*Exercise A:*
List every guitar model named in the passage on guitar grounding.
*Exercise B:*
Pick up the passage on guitar grounding after its final sentence and keep writing.

*Passage for review:*
== Segment start ==

Take a look at the following images. You’ll see an incorrect and proper way to ground a Gibson Les Paul®.

Incorrect Gibson Grounding
This is the incorrect way to ground a Les Paul or Telecaster Deluxe. Adding an additional ground wire completes a Ground Loop, introducing noise.
Correct Gibson Grounding
This is the correct way to ground a Gibson Les Paul or Telecaster Deluxe. Keeping a “Horseshoe” shape, each pot is grounded once.


Grounding your strings is essential for having a quieter guitar. If you’ve ever noticed your guitar’s noise gets quieter when you touch the strings, you might have thought your body grounds your guitar’s parts. You’d be wrong if you did. It turns out, a human being makes a pretty good EMI (Electromagnetic Interference) antennae! Your body is an antenna for all sorts of EMI, so when you touch your guitar strings, the guitar is grounding you! Pretty cool, right?


Star Grounding refers to the method of grounding that connects all grounds to a Single Point. For example, think of the back of a Strat Volume Pot: It tends to be a central hub for ground connections. Some electrical engineers state that Star Grounding doesn’t make a difference, but Lindy prefers this method. His reasoning? All ground connections connect to the output jack sleeve anyway. Also, it’s harder to create a ground loop by practicing Star Grounding.



Take a look at the following image of a Strat – notice how each part connects to ground once. Notice any jumpers? The Shielding on the back of the pickguard is connecting everything. If you were to add jumpers between pots, you’d be creating a “Ground Loop,” and introducing noise into your circuit.

== Segment end ==

*Referring expression data:*
== Segment start ==

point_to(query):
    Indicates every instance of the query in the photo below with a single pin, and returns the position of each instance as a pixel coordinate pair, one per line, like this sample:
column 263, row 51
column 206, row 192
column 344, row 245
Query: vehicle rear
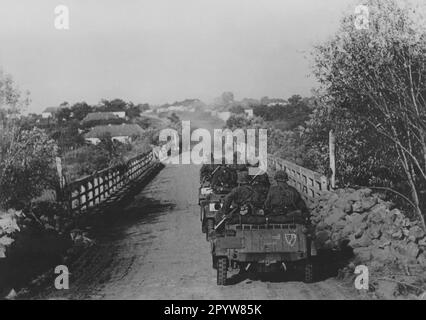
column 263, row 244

== Segment end ==
== Segment start ==

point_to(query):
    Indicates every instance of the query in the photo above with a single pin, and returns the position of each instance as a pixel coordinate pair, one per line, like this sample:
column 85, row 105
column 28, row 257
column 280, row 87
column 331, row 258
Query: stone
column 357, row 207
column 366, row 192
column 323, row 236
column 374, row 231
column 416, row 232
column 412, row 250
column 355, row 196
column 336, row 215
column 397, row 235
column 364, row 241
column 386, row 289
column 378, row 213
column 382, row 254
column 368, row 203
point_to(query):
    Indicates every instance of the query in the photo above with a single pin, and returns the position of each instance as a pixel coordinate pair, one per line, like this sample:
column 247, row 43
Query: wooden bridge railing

== Segment end ==

*Your response A:*
Gibson Les Paul, Telecaster Deluxe, Strat

*Your response B:*
Grounding Points on a Stratocaster

This is a method of “Star Grounding”. You can see that the Volume Pot is more or less a central hub for all points of ground contact. Adding more ground jumpers to the parts will create more ground paths, and introduce noise. However, there’s one main output – the Output Jack’s sleeve. If your pickguard does not have shielding: you’ll need to add shielding or jumpers to ground your guitar’s electronics.


A lot of grounding mistakes come from not checking your surroundings. If your parts mount to a metal plate or shielding, chances are, they are already connected electronically. In this situation, running extra jumper wires would only over-ground your electronics.

The Telecaster Control Plate pictured below is connecting all electronics. By connecting only one ground wire from the Volume Pot to the Output Jack, you ground your parts thoroughly.

See below:

Correct and Incorrect way to ground a Telecaster Control Plate
The image on the left is the incorrect way to ground a Telecaster Control Plate. The image on the right is correct!

If your bridge pickup’s screws thread into the steel plate like ours do, then that should be enough to ground out your strings, since the steel plate connects to ground. Furthermore, double-check to make sure there are no stray ground wires wedged under the Saddle Plate.


If you’re experiencing Ground problems on your guitar, there’s an effortless way to hunt them down. If you don’t own one already, invest in a Multimeter – you can purchase a decent one for $25. Follow the following steps here:

  1. With your guitar’s electronic cavities open, turn your multimeter to the D.C. Resistance setting, about 20K.
  2. Hold one terminal on the back of the volume pot, (B on the above strat pickguard image)
  3. Use the free terminal to touch every metal piece, and pay attention to the reading of the Multimeter.
Lindy Fralin's Method Of Hunting Down Ground Issues

If your Multimeter reads “0.0”, you have a solid connection – there is zero resistance between the two parts. If your Multimeter reads “0.L”, you have a severed connection, and this is at least one of your problems. You’ll need to run a ground jumper to make sure the part gets appropriately grounded.

Note: Make sure you perform this on every part of the guitar, including the Bridge, Switch, and Output Jack Sleeve Tab.

Note 2:If everything checks out in your guitar, start looking at your cable. Check to make sure that your cable’s sleeve is correctly attached to ground.

Lastly, Note 3:If you have Shielding or Conductive Paint, make sure that there is a connection to ground.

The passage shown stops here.